PROBLEM REQUIREMENTS:
Transcribe the material exactly. Images do not belong in the copy.

Entries from a point annotation set:
◇ ◇ ◇ ◇

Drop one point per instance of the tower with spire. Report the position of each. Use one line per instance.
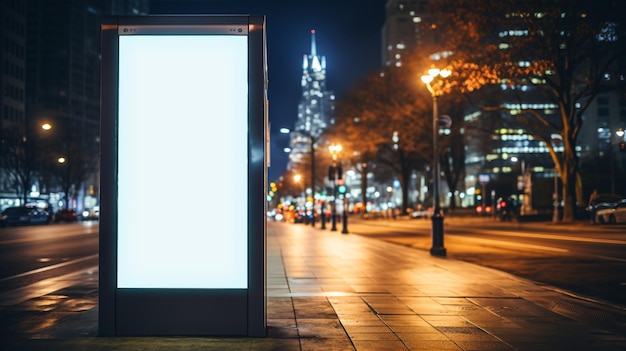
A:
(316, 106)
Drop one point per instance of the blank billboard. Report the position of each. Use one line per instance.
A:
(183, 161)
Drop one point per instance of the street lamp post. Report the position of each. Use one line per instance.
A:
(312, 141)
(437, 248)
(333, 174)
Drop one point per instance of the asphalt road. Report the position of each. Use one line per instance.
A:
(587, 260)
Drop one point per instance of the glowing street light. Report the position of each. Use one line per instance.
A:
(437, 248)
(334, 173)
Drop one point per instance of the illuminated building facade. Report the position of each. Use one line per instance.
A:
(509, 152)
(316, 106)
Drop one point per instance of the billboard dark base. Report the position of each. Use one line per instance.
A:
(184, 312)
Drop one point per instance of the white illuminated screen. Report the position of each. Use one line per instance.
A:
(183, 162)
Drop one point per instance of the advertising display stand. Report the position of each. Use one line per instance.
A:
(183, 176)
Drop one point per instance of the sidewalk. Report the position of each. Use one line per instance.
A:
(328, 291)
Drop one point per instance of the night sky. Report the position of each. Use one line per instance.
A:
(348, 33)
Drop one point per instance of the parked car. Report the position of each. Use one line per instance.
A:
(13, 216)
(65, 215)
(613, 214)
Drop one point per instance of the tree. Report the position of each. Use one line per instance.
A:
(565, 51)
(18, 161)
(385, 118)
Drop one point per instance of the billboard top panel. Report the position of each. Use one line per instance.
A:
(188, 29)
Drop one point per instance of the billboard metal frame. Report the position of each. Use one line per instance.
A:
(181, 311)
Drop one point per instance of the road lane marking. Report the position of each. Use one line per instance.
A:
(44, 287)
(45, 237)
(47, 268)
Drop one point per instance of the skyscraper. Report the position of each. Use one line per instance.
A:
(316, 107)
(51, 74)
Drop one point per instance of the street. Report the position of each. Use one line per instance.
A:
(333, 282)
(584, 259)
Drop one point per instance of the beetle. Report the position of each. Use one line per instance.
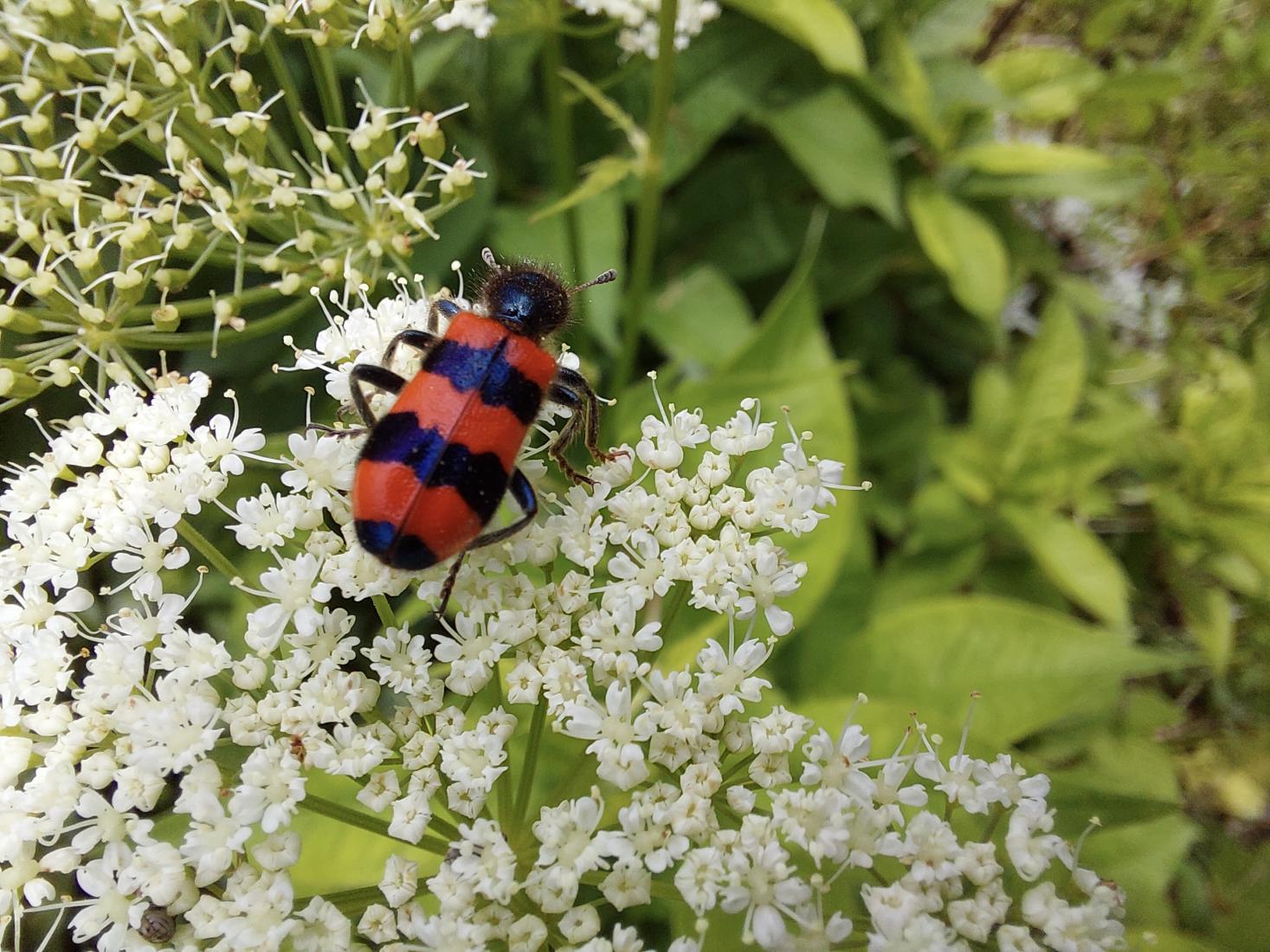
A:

◇ ◇ ◇ ◇

ANSWER FOR THE TASK:
Drop one point per instance of the tower with spire. Report the position of each. Use one line per instance.
A:
(316, 106)
Drop one point per instance of the blank billboard. Report the position of each. Use one line per instance.
A:
(183, 161)
Drop one point per instance of the street lamp post. Report the position of each. Use one line per instance.
A:
(312, 141)
(437, 248)
(333, 174)
Drop one point per instance of the asphalt road. Report the position of each. Use one line per instance.
A:
(587, 260)
Drop one point per instance of the glowing street light. Report the position of each. Use one line per instance.
A:
(437, 248)
(334, 173)
Drop one point per instance of the illuminated building facade. Report the position of each. Use one line per instance.
A:
(509, 152)
(316, 106)
Drop one point per instance of the billboard dark base. Report the position of each. Use one line per instance.
A:
(184, 312)
Drop one point per instance of the white illuminated screen. Report the position of each. Use one line per instance.
A:
(183, 162)
Drop one point per instance of the advertising display stand. Report the position of each. Use one line per instance.
A:
(183, 176)
Drop one point per instance of the sidewalk. Report the position of each. Use one line per instance.
A:
(328, 291)
Drop one point per instance of the night sky. Report the position of each. Use one line per instance.
A:
(348, 33)
Drop one point per instance of the parked car. Report the position of each. Use one line per instance.
A:
(13, 216)
(65, 215)
(613, 214)
Drop one point per instance of the tree. Report the position of each. Use one line per instance.
A:
(565, 51)
(18, 161)
(385, 118)
Drop one point per instance of the billboard top panel. Report the position of each. Use one line per instance.
A:
(188, 29)
Drop one point per instance of the billboard metal frame. Report the position of each. Use one line per instance.
A:
(181, 311)
Drop one point per instance of the road lane marking. Report the position of each. Use one line per instance.
A:
(44, 287)
(45, 237)
(47, 268)
Drop one point per instance of the skyscraper. Report the position of each. Use one line per instance.
A:
(316, 107)
(51, 74)
Drop one point per instance of the street. Report the position of each. Use one line per instance.
A:
(333, 282)
(584, 259)
Drop one point per instance of the beetle. Report the position of each. Use one line per instance.
A:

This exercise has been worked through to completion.